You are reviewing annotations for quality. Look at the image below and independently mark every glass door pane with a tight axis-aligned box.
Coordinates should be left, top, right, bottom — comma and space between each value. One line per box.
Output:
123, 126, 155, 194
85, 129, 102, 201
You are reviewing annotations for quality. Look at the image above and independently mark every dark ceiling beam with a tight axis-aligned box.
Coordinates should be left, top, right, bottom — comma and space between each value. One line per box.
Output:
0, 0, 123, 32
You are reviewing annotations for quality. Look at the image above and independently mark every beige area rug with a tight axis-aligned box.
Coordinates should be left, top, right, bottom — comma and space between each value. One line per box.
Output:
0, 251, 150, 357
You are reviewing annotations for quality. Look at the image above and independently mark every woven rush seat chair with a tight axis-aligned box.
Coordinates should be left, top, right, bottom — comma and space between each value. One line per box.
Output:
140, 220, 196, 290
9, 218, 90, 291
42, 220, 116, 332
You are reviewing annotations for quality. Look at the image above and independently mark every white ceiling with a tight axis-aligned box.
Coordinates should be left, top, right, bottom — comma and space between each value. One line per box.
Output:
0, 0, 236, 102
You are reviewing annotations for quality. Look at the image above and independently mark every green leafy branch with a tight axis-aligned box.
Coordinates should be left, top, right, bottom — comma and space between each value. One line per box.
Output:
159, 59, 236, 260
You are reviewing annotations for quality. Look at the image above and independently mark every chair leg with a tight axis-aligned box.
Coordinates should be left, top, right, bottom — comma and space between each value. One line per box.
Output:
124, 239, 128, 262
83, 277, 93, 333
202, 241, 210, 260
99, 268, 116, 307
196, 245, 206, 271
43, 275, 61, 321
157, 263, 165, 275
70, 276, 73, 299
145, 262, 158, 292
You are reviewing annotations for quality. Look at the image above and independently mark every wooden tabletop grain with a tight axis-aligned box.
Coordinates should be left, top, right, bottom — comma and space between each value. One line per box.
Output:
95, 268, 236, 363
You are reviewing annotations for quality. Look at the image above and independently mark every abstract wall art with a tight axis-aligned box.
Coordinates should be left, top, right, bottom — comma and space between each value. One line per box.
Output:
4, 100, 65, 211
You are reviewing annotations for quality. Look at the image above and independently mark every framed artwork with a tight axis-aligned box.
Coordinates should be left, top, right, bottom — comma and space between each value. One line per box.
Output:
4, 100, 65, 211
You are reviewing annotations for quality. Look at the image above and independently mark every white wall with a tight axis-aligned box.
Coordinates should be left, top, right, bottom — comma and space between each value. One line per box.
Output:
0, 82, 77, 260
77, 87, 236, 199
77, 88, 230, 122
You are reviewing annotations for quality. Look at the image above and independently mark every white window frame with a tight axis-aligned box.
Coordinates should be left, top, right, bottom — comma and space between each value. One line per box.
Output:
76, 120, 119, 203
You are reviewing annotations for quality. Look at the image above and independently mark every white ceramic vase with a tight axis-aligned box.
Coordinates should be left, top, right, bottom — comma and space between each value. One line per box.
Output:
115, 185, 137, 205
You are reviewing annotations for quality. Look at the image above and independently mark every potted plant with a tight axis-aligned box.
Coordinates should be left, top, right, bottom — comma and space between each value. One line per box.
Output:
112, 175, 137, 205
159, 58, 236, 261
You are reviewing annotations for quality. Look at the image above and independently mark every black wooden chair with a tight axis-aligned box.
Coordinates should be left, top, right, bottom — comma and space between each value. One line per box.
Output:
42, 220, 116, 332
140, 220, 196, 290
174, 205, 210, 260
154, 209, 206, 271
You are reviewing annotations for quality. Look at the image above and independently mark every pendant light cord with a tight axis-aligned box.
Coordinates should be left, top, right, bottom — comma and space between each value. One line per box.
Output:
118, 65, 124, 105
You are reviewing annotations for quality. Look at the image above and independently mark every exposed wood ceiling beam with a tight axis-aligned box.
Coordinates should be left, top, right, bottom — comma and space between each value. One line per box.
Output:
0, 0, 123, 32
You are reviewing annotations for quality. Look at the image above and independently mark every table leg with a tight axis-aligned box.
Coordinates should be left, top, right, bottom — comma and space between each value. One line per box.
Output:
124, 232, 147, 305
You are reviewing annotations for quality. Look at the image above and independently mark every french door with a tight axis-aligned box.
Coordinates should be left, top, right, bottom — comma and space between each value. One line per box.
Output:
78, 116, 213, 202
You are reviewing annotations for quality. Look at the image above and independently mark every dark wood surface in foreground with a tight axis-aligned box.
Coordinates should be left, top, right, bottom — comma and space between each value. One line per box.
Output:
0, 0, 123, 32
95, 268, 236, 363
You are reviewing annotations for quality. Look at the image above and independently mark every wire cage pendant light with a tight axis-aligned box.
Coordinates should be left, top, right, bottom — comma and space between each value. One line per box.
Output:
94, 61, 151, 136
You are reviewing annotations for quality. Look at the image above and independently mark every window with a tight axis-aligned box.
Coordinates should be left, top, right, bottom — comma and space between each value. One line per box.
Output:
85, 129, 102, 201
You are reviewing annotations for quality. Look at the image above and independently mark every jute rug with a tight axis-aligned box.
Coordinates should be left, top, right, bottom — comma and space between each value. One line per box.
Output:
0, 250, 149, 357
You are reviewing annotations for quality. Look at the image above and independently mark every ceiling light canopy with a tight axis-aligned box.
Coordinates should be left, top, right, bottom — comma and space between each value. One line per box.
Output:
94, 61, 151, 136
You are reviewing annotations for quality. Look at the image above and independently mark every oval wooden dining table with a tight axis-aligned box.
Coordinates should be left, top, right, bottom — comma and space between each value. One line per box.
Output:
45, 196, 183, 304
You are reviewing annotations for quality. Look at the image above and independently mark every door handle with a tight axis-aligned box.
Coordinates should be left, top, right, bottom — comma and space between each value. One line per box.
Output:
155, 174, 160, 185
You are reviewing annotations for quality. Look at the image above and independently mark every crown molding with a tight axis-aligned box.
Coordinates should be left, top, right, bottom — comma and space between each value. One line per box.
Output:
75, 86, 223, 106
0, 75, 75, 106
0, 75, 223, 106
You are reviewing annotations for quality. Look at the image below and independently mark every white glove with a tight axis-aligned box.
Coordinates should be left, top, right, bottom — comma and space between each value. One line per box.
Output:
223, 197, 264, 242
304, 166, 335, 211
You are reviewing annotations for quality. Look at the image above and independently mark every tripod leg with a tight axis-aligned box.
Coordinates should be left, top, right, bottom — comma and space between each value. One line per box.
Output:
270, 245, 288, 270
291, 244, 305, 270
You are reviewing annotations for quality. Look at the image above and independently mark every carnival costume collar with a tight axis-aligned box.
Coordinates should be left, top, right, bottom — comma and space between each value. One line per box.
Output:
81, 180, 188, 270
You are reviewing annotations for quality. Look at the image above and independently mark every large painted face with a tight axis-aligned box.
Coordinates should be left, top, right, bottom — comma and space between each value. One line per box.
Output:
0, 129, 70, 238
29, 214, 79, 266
============
WHAT TO PRODUCE: Render these lines as a Markdown table with the columns Row and Line, numbering each line and leaving out any blank lines.

WRITTEN RESPONSE:
| Row | Line |
|---|---|
| 1 | You are reviewing annotations for quality. Look at the image below and independently mark every glass door pane with a tight axis-aligned box. |
| 2 | Coordinates should be left, top, right, bottom — comma and space between each value. One line per box. |
| 3 | Output: |
| 4 | 123, 126, 155, 194 |
| 5 | 85, 129, 102, 201 |
| 6 | You are reviewing annotations for quality. Look at the image above and independently mark every dark ceiling beam with a tight axis-aligned box. |
| 7 | Coordinates should be left, top, right, bottom — comma and space between each value. One line per box. |
| 8 | Output: |
| 9 | 0, 0, 123, 32 |
| 10 | You are reviewing annotations for quality. Look at the image above and independently mark every beige area rug with a tight axis-aligned box. |
| 11 | Coordinates should be left, top, right, bottom — comma and space between each value. One line per box. |
| 12 | Output: |
| 13 | 0, 251, 150, 357 |
| 14 | You are reviewing annotations for quality. Look at the image above and independently mark every woven rush seat chair with a tight axis-aligned box. |
| 15 | Coordinates should be left, top, right, bottom — comma and space between each value. One line per box. |
| 16 | Output: |
| 17 | 140, 220, 196, 290 |
| 18 | 9, 218, 90, 291 |
| 19 | 42, 220, 116, 332 |
| 20 | You are reviewing annotations for quality. Look at the image above and independently mark every white ceiling with a tight axis-aligned box. |
| 21 | Coordinates should be left, top, right, bottom — comma and space between each value. One line per box. |
| 22 | Output: |
| 23 | 0, 0, 236, 102 |
| 24 | You are reviewing annotations for quality. Look at the image above and independently mark every green leafy branch with a tight axis-aligned box. |
| 25 | Coordinates should be left, top, right, bottom — comma and space between each value. One line per box. |
| 26 | Output: |
| 27 | 159, 59, 236, 260 |
| 28 | You are reviewing annotations for quality. Look at the image above and independently mark every chair leg with a tight axis-aligned box. |
| 29 | Coordinates should be left, top, right, bottom — comma and space between each value. One line per box. |
| 30 | Output: |
| 31 | 124, 239, 128, 262 |
| 32 | 83, 277, 93, 333 |
| 33 | 202, 241, 210, 260 |
| 34 | 99, 268, 116, 307 |
| 35 | 196, 245, 206, 271 |
| 36 | 43, 275, 61, 321 |
| 37 | 157, 263, 165, 275 |
| 38 | 70, 276, 73, 299 |
| 39 | 145, 262, 158, 292 |
| 40 | You are reviewing annotations for quality. Look at the image above and independently mark every wooden tabletop grain with a tight axis-aligned box. |
| 41 | Coordinates should be left, top, right, bottom — comma and space between each value. One line per box. |
| 42 | Output: |
| 43 | 95, 268, 236, 363 |
| 44 | You are reviewing annotations for quality. Look at the image above and independently mark every abstract wall art with a tight axis-aligned box. |
| 45 | Coordinates should be left, top, right, bottom — comma and space between each value. One line per box. |
| 46 | Output: |
| 47 | 4, 100, 65, 211 |
| 48 | You are reviewing annotations for quality. Look at the image above and independently mark every framed artwork with a tight axis-aligned box. |
| 49 | Coordinates should be left, top, right, bottom — comma and space between each value. One line per box. |
| 50 | Output: |
| 51 | 4, 100, 65, 211 |
| 52 | You are reviewing annotations for quality. Look at the image above and independently mark every white wall with a tight axis-aligned box. |
| 53 | Coordinates should be left, top, right, bottom — comma and space between each value. One line per box. |
| 54 | Output: |
| 55 | 0, 82, 77, 260 |
| 56 | 77, 87, 236, 199 |
| 57 | 77, 88, 230, 122 |
| 58 | You are reviewing annotations for quality. Look at the image above and independently mark every white window frame with a tight axis-aligned box. |
| 59 | Coordinates should be left, top, right, bottom — comma and space between each value. One line per box. |
| 60 | Output: |
| 61 | 76, 120, 119, 203 |
| 62 | You are reviewing annotations for quality. Look at the image above and independently mark every white ceramic vase with a tight axis-aligned box. |
| 63 | Coordinates should be left, top, right, bottom — comma and space between each value. One line per box. |
| 64 | Output: |
| 65 | 115, 185, 137, 205 |
| 66 | You are reviewing annotations for quality. Look at the image above and independently mark every potted plant with a tight axis-aligned box. |
| 67 | Coordinates should be left, top, right, bottom — comma and space between each value. One line per box. |
| 68 | Output: |
| 69 | 112, 175, 137, 205 |
| 70 | 159, 58, 236, 261 |
| 71 | You are reviewing annotations for quality. Look at the image above and independently mark every black wooden chair with a tight axis-aligned box. |
| 72 | Coordinates should be left, top, right, bottom — comma and space between each value. One line per box. |
| 73 | Output: |
| 74 | 42, 220, 116, 332 |
| 75 | 140, 220, 196, 290 |
| 76 | 174, 205, 210, 260 |
| 77 | 154, 209, 206, 271 |
| 78 | You are reviewing annotations for quality. Look at the image above and independently mark every pendant light cord with a tight axis-aligned box. |
| 79 | Coordinates should be left, top, right, bottom — comma and space between each value. One line per box. |
| 80 | Output: |
| 81 | 118, 65, 124, 105 |
| 82 | You are reviewing annotations for quality. Look at the image above and independently mark every exposed wood ceiling beam with a tight axis-aligned box. |
| 83 | Coordinates should be left, top, right, bottom — comma and space between each value. One line per box. |
| 84 | Output: |
| 85 | 0, 0, 123, 32 |
| 86 | You are reviewing annotations for quality. Look at the image above and independently mark every table leg with a tight axis-aligned box. |
| 87 | Coordinates should be left, top, right, bottom — comma and space between each value. One line per box. |
| 88 | Output: |
| 89 | 124, 232, 147, 305 |
| 90 | You are reviewing annotations for quality. Look at the image above and independently mark every french door with a tight axis-aligned box. |
| 91 | Coordinates should be left, top, right, bottom — comma and space between each value. One line per box. |
| 92 | Output: |
| 93 | 78, 116, 213, 202 |
| 94 | You are reviewing annotations for quality. Look at the image above and independently mark every dark wood surface in foreground with a tight axis-aligned box. |
| 95 | Coordinates should be left, top, right, bottom — comma and space between each value. One line per box. |
| 96 | Output: |
| 97 | 0, 0, 123, 32 |
| 98 | 95, 268, 236, 363 |
| 99 | You are reviewing annotations for quality. Look at the image above and independently mark every wire cage pendant light with a tight axis-aligned box. |
| 100 | Coordinates should be left, top, right, bottom — comma and space between each value. One line per box. |
| 101 | Output: |
| 102 | 94, 61, 151, 136 |
| 103 | You are reviewing annotations for quality. Look at the image above and independently mark every window with a tight axis-aligned box. |
| 104 | Coordinates should be left, top, right, bottom — comma and space between each value. One line per box. |
| 105 | Output: |
| 106 | 85, 129, 102, 201 |
| 107 | You are reviewing annotations for quality. Look at the image above and independently mark every jute rug with a tight axis-aligned box. |
| 108 | Coordinates should be left, top, right, bottom — comma and space between each value. One line per box. |
| 109 | Output: |
| 110 | 0, 250, 149, 357 |
| 111 | You are reviewing annotations for quality. Look at the image above and independently mark every ceiling light canopy with a tight axis-aligned box. |
| 112 | Coordinates should be left, top, right, bottom — comma and space between each value. One line per box. |
| 113 | Output: |
| 114 | 94, 61, 151, 136 |
| 115 | You are reviewing annotations for quality. Look at the image above and independently mark every oval wooden dining table with a tight axis-aligned box. |
| 116 | Coordinates should be left, top, right, bottom — comma and space between each value. One line per box. |
| 117 | Output: |
| 118 | 45, 196, 183, 304 |
| 119 | You are reviewing annotations for quality. Look at the image above and independently mark every door handle with a tight axis-aligned box. |
| 120 | Coordinates should be left, top, right, bottom — comma and space between each value. One line per box. |
| 121 | Output: |
| 122 | 155, 174, 160, 185 |
| 123 | You are reviewing annotations for quality. Look at the image above and independently mark every crown molding with a tight axis-aligned box. |
| 124 | Coordinates should be left, top, right, bottom — comma and space between each value. One line per box. |
| 125 | Output: |
| 126 | 75, 86, 223, 106 |
| 127 | 0, 75, 75, 106 |
| 128 | 0, 75, 223, 106 |
| 129 | You are reviewing annotations for quality. Look at the image below and independently mark every white glove with a tight axis-aligned box. |
| 130 | Coordinates should be left, top, right, bottom — comma and space between each value. One line per box. |
| 131 | Output: |
| 132 | 223, 197, 264, 242 |
| 133 | 304, 166, 335, 211 |
| 134 | You are reviewing annotations for quality. Look at the image above and independently mark every tripod leg with a tight axis-aligned box. |
| 135 | Coordinates should be left, top, right, bottom — comma and space between each value. One line per box. |
| 136 | Output: |
| 137 | 270, 245, 288, 270 |
| 138 | 291, 244, 305, 270 |
| 139 | You are reviewing annotations for quality. Look at the image above and independently mark every carnival costume collar with a tight axis-aligned box. |
| 140 | Coordinates should be left, top, right, bottom — comma and space between each value. One line per box. |
| 141 | Output: |
| 142 | 81, 180, 188, 270 |
| 143 | You are reviewing annotations for quality. Look at the image above and independently mark every large painted face with a tight axis-aligned box. |
| 144 | Coordinates should be left, top, right, bottom — comma and space between each value. One line per box. |
| 145 | Output: |
| 146 | 0, 129, 70, 238 |
| 147 | 29, 214, 79, 266 |